(Extracted records)
· · · · ·

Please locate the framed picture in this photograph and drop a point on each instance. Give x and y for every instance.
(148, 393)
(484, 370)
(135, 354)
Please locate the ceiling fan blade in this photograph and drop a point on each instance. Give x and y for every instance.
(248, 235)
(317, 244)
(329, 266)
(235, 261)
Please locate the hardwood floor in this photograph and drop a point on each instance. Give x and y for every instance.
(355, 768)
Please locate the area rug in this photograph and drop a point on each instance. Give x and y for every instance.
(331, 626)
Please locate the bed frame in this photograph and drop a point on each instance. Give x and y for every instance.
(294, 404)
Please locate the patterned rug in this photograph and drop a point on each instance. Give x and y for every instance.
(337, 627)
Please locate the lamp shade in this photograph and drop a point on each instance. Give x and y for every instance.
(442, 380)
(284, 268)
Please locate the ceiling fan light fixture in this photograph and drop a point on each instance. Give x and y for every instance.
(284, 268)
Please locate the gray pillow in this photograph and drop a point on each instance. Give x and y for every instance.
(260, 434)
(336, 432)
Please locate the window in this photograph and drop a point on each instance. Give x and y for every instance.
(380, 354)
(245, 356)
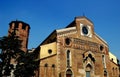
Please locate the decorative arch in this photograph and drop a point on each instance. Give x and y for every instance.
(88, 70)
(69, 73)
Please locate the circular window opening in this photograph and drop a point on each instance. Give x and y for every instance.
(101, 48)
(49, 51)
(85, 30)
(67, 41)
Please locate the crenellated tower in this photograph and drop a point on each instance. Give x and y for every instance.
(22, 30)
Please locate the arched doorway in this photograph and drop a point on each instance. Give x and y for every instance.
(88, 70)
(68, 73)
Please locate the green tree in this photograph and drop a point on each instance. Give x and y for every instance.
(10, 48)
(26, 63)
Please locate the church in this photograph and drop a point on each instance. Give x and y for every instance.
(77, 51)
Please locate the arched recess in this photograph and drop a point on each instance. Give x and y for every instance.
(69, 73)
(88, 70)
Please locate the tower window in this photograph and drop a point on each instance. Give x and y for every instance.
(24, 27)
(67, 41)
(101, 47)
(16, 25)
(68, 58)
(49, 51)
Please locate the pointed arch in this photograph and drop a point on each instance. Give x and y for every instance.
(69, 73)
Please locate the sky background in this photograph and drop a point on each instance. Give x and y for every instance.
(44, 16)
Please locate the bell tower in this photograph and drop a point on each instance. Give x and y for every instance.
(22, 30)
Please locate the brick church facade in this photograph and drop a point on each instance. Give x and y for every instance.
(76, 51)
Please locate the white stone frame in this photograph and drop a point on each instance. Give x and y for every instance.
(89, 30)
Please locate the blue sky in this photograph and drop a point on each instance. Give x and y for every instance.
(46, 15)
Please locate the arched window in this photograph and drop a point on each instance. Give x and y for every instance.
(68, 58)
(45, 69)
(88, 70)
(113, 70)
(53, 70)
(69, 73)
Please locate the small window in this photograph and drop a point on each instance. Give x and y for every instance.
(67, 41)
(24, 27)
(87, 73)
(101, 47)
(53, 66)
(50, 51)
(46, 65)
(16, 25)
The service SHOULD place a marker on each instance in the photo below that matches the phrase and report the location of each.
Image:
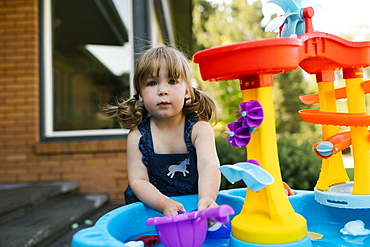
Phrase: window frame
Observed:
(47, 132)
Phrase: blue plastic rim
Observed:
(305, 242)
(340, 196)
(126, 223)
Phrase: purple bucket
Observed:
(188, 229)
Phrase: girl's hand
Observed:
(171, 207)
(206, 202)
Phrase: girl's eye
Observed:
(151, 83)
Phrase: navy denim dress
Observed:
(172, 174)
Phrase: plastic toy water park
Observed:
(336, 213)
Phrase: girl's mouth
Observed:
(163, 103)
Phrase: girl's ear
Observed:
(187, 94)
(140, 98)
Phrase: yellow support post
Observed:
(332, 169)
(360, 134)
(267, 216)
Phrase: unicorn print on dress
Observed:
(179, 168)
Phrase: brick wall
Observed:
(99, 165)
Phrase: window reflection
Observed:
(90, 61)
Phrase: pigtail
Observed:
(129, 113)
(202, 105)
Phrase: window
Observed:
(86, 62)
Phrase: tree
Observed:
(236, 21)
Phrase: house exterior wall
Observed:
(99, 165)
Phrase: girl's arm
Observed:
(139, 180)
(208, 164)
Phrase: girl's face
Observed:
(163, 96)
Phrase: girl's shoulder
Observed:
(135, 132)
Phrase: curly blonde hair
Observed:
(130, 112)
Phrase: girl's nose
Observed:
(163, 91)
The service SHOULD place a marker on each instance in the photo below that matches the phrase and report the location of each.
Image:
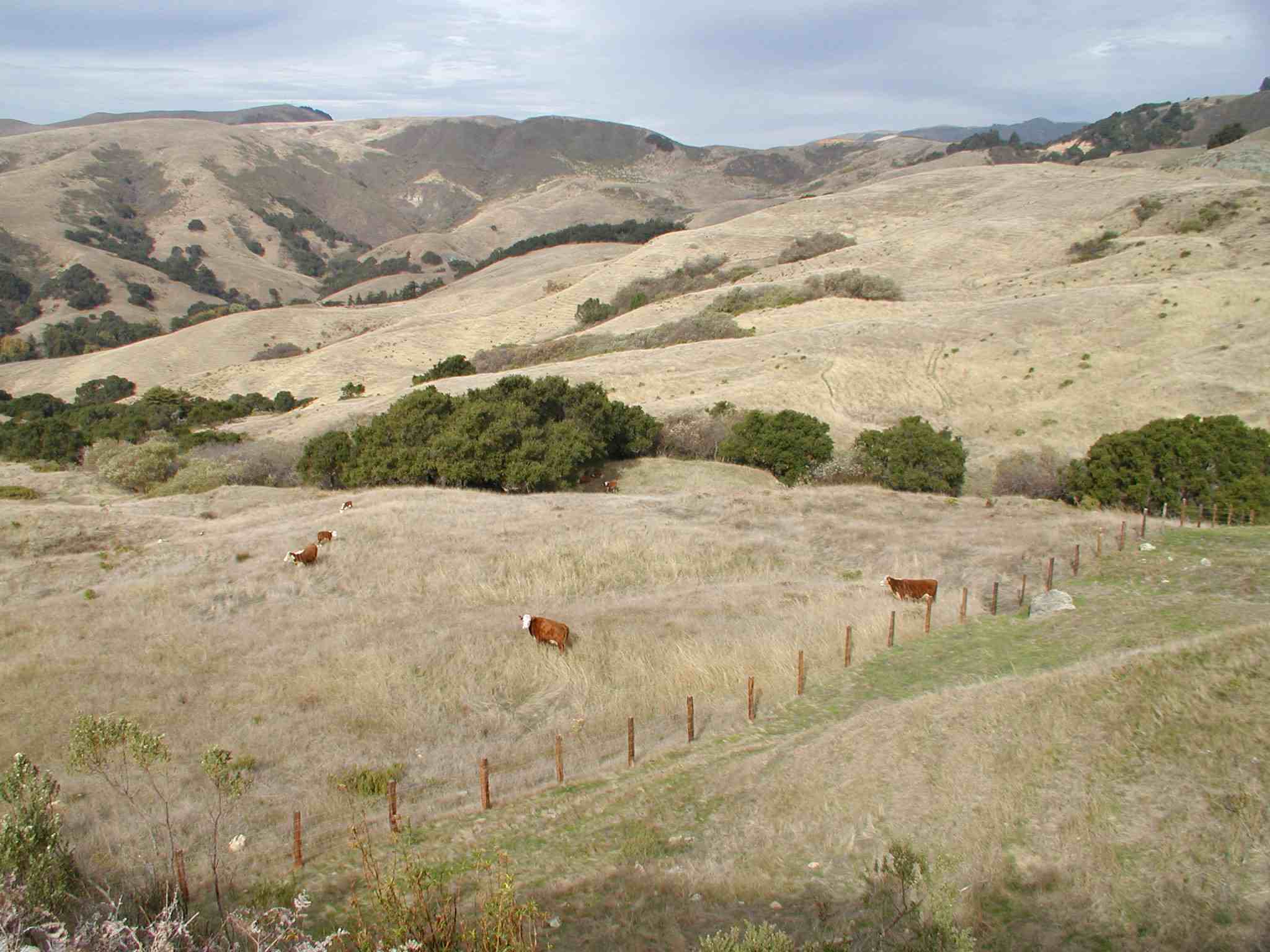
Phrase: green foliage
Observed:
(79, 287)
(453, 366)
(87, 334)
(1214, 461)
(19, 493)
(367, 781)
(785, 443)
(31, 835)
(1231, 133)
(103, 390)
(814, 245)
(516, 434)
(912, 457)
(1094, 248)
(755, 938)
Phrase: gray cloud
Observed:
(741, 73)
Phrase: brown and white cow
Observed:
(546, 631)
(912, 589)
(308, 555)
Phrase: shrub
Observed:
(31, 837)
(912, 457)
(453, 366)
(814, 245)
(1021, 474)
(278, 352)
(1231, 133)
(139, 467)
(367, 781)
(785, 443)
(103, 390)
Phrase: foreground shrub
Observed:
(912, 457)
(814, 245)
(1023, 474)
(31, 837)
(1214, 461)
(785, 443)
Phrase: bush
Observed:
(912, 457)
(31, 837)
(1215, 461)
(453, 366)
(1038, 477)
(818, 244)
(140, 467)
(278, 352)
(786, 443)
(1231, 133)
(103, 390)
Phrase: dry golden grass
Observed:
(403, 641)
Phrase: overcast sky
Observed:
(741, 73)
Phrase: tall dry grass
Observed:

· · · · ·

--- YOUR GOAL ---
Set the pictures aside and reproduce exactly the lines above, from the line holding "Please locate the blue" through the line holding "Phrase: curly blonde hair", both included, with nothing else.

--- EXPECTED ANSWER ---
Please locate the blue sky in this photograph and drop a point on each instance. Give x and y for every instance.
(46, 15)
Please locate the arched window in this photograph and drop a point on each instance. Give x and y for every instance.
(68, 58)
(45, 69)
(88, 70)
(113, 70)
(53, 70)
(69, 73)
Please locate the small window in this photograph and drop a point on each instance. Give x and y for every instance.
(67, 41)
(24, 27)
(87, 73)
(101, 47)
(53, 66)
(50, 51)
(46, 65)
(16, 25)
The service SHOULD place a marker on each instance in the photo below that matches the phrase and report the location of each.
Image:
Phrase: window frame
Observed:
(47, 132)
Phrase: blue plastic rim
Observed:
(305, 242)
(340, 196)
(126, 223)
Phrase: purple bucket
Observed:
(188, 229)
Phrase: girl's hand
Observed:
(171, 207)
(206, 202)
Phrase: girl's eye
Observed:
(151, 83)
Phrase: navy denim dress
Observed:
(172, 174)
Phrase: plastic toy water park
Observed:
(336, 213)
Phrase: girl's mouth
Observed:
(163, 103)
Phrase: girl's ear
Observed:
(187, 94)
(140, 98)
Phrase: yellow support post
Observed:
(332, 169)
(360, 134)
(267, 216)
Phrase: unicorn print on dress
Observed:
(179, 168)
Phrase: brick wall
Observed:
(99, 165)
Phrase: window reflection
Observed:
(90, 61)
Phrase: pigtail
Observed:
(129, 113)
(202, 105)
Phrase: window
Observed:
(86, 62)
Phrase: tree
Observed:
(236, 21)
Phrase: house exterior wall
Observed:
(99, 165)
Phrase: girl's arm
Observed:
(139, 180)
(208, 164)
Phrase: girl's face
Observed:
(163, 96)
Phrase: girl's shoulder
Observed:
(135, 132)
Phrase: curly blonde hair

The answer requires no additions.